▸ **What you are asked to do**:
Search the material for "below" and show all lines that contain it.

▸ **Information provided**:
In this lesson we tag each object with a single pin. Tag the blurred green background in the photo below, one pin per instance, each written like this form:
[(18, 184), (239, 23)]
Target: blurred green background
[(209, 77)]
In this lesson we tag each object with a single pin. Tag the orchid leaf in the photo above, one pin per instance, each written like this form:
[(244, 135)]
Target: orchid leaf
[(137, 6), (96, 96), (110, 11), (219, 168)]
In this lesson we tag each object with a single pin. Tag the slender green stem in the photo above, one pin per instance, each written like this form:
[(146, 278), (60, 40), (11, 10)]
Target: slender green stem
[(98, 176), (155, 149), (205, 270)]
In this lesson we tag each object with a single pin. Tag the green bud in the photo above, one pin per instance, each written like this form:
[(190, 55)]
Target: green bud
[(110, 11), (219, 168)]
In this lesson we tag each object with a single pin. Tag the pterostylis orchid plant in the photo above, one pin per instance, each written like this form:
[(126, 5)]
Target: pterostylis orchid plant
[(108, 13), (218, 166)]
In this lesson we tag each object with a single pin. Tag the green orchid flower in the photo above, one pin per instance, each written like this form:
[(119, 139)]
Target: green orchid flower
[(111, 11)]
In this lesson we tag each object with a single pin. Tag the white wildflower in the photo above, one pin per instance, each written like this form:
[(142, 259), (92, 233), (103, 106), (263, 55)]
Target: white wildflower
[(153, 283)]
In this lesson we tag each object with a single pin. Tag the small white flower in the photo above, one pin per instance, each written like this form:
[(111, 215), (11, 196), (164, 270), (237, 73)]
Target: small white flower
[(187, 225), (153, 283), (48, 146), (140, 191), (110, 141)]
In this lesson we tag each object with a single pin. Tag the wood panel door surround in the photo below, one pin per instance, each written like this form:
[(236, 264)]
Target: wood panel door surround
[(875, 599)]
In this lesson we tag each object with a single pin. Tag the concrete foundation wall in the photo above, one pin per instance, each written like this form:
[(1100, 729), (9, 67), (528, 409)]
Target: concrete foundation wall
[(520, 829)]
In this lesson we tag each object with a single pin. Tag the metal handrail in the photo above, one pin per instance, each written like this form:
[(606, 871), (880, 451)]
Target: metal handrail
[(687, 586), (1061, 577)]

▸ **Task solution**:
In this lesson we tag each object with a single pin. Tag the blurred green background in the photo below, one pin per instance, each written like this form:
In this lesson we tag each object with a single pin. Tag the wood panel door surround in the photo below, one pin per instance, each written like this form:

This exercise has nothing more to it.